Which lines below contain the word "driveway"? Copy each of them.

*Data for this exercise*
+ + + + + + +

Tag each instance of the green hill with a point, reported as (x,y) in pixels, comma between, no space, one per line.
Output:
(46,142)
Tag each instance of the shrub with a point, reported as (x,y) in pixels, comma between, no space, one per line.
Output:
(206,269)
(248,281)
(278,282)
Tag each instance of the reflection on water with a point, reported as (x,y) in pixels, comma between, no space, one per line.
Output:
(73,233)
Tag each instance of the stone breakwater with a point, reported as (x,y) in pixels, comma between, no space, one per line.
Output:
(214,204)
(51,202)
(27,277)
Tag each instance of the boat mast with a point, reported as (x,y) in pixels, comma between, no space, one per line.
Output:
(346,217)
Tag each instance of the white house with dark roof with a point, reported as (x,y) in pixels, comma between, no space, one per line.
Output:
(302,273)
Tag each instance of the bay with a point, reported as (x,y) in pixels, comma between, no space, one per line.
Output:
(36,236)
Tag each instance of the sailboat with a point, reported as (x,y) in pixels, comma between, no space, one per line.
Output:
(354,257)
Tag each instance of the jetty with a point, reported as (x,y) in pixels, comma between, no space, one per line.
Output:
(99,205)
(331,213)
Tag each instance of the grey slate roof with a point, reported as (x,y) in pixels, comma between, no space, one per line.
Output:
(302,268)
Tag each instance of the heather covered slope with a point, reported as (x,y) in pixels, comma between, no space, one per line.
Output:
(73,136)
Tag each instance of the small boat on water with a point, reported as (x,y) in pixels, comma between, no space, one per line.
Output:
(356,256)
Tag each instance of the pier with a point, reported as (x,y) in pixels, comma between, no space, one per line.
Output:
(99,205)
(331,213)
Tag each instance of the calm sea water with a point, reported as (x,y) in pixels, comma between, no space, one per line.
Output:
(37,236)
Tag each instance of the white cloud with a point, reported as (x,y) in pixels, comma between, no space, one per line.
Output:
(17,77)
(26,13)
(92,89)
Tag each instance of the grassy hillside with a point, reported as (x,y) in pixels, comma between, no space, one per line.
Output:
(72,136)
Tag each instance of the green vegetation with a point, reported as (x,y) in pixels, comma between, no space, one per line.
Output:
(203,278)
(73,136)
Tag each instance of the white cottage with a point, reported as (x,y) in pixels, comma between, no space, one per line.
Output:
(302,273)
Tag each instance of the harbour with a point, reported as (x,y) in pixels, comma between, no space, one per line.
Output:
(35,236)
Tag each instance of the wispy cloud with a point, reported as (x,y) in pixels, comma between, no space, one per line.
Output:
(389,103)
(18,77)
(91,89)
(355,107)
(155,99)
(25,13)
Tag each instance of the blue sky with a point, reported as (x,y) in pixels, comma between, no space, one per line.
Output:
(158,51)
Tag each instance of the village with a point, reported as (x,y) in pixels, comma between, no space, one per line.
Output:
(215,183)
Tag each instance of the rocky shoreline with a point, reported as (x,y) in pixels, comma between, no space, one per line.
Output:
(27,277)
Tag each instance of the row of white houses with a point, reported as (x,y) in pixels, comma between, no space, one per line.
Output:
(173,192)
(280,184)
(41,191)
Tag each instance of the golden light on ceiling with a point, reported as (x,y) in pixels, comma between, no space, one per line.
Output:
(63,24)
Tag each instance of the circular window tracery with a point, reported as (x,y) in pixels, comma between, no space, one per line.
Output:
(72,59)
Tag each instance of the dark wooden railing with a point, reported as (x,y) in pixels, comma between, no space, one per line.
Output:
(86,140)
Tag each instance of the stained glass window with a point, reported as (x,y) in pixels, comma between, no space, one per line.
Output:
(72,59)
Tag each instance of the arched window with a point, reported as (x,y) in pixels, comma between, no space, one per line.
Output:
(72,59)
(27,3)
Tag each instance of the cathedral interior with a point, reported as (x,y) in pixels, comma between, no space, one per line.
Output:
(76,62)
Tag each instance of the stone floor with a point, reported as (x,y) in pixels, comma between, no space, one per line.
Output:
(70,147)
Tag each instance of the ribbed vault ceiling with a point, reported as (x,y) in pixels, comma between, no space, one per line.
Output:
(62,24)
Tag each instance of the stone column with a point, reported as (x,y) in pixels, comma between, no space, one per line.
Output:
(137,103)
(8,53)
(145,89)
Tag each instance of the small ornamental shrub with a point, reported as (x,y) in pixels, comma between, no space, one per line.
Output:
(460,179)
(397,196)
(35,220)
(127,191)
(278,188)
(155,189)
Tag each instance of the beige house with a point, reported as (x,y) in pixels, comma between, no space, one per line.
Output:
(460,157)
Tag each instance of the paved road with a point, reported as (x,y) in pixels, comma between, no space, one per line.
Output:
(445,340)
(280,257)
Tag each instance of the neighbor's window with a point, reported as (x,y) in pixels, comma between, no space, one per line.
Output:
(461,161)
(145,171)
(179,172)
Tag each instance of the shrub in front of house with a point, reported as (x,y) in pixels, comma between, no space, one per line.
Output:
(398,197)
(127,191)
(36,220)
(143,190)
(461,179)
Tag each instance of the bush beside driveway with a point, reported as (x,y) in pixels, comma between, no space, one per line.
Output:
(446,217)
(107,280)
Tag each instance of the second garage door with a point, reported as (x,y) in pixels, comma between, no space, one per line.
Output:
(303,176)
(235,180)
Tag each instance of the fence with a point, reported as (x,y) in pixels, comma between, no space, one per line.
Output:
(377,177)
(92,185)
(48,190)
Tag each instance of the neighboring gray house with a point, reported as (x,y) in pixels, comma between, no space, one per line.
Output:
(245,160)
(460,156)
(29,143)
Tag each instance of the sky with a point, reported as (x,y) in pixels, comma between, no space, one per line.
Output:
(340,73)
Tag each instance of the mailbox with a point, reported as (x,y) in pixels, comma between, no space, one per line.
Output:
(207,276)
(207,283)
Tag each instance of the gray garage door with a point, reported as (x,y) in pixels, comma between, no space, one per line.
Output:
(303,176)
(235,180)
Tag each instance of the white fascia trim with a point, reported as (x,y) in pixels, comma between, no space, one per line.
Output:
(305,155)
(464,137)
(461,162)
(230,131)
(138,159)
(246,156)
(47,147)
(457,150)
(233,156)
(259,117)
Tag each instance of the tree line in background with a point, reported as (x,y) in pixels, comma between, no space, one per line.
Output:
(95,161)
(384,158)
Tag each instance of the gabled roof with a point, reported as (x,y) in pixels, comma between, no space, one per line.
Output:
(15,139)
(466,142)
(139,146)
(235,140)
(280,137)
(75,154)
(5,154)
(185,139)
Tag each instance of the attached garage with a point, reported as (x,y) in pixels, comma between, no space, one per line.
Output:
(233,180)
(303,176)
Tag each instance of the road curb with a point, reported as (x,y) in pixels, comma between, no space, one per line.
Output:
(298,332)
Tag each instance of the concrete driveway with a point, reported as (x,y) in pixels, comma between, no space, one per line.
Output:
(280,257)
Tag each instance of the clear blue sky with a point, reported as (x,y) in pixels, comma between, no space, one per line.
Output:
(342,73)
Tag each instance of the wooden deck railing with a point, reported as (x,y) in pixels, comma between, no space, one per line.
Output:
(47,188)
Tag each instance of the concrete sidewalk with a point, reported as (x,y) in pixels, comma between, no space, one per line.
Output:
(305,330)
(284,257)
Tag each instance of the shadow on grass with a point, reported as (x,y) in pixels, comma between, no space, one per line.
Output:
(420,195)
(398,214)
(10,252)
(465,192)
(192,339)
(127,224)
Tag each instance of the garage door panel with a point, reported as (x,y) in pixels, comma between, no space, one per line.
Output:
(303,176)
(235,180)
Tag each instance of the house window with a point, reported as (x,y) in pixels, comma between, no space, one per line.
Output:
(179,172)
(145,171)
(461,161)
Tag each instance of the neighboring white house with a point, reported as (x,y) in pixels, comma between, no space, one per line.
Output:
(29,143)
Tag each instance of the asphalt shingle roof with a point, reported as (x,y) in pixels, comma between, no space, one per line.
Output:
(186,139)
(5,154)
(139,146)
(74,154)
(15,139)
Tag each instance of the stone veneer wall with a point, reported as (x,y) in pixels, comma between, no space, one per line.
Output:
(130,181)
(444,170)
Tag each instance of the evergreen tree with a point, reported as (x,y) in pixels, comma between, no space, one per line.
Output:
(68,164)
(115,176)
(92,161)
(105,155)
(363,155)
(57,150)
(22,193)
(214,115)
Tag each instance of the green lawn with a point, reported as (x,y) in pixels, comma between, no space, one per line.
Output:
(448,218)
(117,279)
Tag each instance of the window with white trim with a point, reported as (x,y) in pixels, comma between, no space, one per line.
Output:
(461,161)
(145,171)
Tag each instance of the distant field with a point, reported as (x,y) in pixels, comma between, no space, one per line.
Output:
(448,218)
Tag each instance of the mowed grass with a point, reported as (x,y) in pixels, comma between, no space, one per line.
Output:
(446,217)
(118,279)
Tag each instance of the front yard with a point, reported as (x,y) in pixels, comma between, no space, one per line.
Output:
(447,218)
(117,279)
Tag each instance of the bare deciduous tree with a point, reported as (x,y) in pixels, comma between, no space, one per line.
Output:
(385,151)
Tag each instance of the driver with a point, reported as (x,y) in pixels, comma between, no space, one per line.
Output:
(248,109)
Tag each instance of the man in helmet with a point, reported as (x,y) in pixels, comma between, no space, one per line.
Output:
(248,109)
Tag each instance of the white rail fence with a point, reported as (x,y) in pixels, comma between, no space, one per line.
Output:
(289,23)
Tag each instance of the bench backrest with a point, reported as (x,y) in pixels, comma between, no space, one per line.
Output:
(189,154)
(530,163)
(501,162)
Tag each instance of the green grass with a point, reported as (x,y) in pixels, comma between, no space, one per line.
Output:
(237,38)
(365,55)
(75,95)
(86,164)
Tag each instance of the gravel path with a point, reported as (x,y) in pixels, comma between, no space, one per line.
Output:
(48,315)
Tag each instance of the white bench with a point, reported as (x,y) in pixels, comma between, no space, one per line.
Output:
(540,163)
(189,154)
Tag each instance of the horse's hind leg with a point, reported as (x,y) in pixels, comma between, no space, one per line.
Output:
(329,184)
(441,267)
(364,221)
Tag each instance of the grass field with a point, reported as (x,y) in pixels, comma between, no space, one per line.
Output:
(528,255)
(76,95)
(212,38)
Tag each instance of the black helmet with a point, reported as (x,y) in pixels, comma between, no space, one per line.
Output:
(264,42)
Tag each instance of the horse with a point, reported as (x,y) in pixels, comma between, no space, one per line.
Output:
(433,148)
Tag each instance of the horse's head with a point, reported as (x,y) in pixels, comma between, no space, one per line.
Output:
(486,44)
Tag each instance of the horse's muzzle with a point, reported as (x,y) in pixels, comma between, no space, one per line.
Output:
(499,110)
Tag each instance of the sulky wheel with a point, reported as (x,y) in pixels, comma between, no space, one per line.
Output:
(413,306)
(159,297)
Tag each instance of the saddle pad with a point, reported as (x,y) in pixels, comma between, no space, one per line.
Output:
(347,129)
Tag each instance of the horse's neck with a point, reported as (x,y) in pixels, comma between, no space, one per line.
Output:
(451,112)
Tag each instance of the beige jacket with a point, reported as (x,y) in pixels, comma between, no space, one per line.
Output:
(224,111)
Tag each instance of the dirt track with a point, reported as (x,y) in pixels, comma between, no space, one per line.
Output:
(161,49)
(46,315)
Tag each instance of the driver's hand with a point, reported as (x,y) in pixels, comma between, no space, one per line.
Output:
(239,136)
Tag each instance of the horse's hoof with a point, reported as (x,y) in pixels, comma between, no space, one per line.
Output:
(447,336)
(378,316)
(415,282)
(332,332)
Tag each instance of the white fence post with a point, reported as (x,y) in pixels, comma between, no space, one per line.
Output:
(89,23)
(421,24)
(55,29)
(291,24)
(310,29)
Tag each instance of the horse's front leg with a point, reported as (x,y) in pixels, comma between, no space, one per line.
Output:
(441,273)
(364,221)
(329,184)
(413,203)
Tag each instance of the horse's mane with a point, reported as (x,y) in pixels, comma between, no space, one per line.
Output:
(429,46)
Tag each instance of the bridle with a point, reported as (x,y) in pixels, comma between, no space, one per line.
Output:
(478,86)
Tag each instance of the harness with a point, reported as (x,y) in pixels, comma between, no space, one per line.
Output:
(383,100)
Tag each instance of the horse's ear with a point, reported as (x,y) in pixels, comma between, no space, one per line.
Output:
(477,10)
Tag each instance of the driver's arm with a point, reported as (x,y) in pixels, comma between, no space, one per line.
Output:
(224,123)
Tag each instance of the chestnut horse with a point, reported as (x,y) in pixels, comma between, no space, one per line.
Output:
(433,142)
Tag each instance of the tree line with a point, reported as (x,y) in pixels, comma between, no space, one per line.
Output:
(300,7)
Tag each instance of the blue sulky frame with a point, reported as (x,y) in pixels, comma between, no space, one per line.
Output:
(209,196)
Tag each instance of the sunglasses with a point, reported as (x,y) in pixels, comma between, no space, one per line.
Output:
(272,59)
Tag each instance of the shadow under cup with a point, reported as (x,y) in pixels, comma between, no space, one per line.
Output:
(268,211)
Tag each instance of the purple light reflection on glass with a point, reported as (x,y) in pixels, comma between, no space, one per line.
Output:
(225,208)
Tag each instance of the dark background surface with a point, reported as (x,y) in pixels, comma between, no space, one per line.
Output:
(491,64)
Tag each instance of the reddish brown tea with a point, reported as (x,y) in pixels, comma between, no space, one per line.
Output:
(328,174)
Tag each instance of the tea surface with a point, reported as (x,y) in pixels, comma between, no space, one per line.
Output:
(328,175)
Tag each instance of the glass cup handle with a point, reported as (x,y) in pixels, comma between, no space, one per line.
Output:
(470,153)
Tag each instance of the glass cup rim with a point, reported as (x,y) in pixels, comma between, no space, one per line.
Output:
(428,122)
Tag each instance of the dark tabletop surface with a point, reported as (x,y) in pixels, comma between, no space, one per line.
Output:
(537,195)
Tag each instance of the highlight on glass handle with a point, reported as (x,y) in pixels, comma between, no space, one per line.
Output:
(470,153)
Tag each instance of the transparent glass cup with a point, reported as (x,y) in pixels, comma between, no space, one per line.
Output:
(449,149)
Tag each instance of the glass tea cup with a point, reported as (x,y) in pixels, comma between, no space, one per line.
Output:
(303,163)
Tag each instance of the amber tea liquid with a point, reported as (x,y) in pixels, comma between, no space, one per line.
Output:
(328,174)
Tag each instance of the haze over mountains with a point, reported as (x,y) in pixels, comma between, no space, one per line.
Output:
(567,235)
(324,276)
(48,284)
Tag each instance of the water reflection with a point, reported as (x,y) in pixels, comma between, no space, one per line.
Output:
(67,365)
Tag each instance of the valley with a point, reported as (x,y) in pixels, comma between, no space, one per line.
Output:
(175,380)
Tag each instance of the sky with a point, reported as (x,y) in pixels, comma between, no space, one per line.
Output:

+ + + + + + +

*Answer section*
Tag each instance of the bush beside driveway with a point, reported as (x,y) in pixels, comma between, no space, one per line.
Tag each instance of the concrete driveway with a point, reported as (x,y) in pixels, comma between, no space, one per line.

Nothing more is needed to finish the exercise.